= Written exercise =
Each record is to be transcribed exactly.
[START Provided data]
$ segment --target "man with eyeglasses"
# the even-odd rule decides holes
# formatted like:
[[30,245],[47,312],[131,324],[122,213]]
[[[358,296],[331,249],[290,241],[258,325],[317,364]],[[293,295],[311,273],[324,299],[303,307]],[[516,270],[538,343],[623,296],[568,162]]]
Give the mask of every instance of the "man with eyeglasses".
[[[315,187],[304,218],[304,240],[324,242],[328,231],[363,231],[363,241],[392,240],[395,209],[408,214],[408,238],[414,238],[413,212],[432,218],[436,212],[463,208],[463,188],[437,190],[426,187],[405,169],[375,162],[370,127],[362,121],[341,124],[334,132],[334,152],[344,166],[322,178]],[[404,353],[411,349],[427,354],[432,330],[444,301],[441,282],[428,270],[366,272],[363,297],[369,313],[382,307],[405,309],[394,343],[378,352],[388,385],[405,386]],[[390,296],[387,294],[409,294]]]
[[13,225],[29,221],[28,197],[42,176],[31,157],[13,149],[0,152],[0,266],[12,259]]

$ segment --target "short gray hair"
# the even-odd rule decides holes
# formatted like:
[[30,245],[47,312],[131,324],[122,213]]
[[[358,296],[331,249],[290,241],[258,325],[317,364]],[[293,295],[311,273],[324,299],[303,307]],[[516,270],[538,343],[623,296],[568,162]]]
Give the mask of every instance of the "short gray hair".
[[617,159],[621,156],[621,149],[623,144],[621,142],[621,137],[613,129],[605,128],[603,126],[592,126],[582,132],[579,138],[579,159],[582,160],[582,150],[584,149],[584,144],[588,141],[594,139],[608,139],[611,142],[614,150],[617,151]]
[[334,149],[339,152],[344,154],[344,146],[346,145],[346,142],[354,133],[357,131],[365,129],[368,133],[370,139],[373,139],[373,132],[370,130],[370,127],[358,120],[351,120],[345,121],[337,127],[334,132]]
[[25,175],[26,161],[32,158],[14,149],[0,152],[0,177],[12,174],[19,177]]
[END Provided data]
= Reply to the task =
$ segment --target "man with eyeglasses"
# the even-odd rule decides holes
# formatted like:
[[30,245],[47,312],[131,324],[122,213]]
[[[358,296],[331,249],[290,241],[258,325],[317,364]],[[293,295],[311,273],[324,299],[303,307]],[[516,270],[538,343],[623,296],[568,162]]]
Give the mask of every instance of the "man with eyeglasses".
[[[315,187],[304,218],[304,240],[324,242],[328,231],[363,231],[363,241],[392,240],[395,209],[408,214],[408,238],[414,238],[413,212],[432,218],[436,212],[463,208],[463,188],[437,190],[426,187],[405,169],[375,162],[370,127],[362,121],[341,124],[334,132],[334,152],[344,166],[322,178]],[[404,353],[411,349],[427,354],[432,330],[444,301],[441,282],[428,270],[366,272],[363,297],[369,313],[382,307],[405,309],[394,343],[378,352],[388,385],[405,386]],[[390,296],[387,294],[409,294]]]
[[13,225],[29,221],[28,197],[42,176],[31,157],[13,149],[0,152],[0,266],[12,259]]

$ segment --target "short gray hair"
# the even-odd rule decides holes
# formatted like:
[[30,245],[47,312],[131,324],[122,213]]
[[[358,296],[331,249],[290,241],[258,325],[317,364]],[[293,295],[311,273],[324,299],[303,307]],[[516,270],[538,343],[623,296],[568,162]]]
Give the mask of every instance of the "short gray hair".
[[617,159],[621,156],[621,149],[623,144],[621,142],[621,137],[613,129],[605,128],[603,126],[592,126],[582,132],[579,138],[579,159],[582,160],[582,150],[584,149],[584,144],[588,141],[594,139],[608,139],[611,142],[614,150],[617,151]]
[[334,149],[339,152],[344,154],[344,146],[346,145],[346,142],[354,133],[357,131],[365,129],[368,133],[370,139],[373,139],[373,132],[370,130],[370,127],[358,120],[351,120],[345,121],[337,127],[334,132]]
[[25,175],[26,161],[32,158],[14,149],[0,152],[0,177],[12,174],[19,177]]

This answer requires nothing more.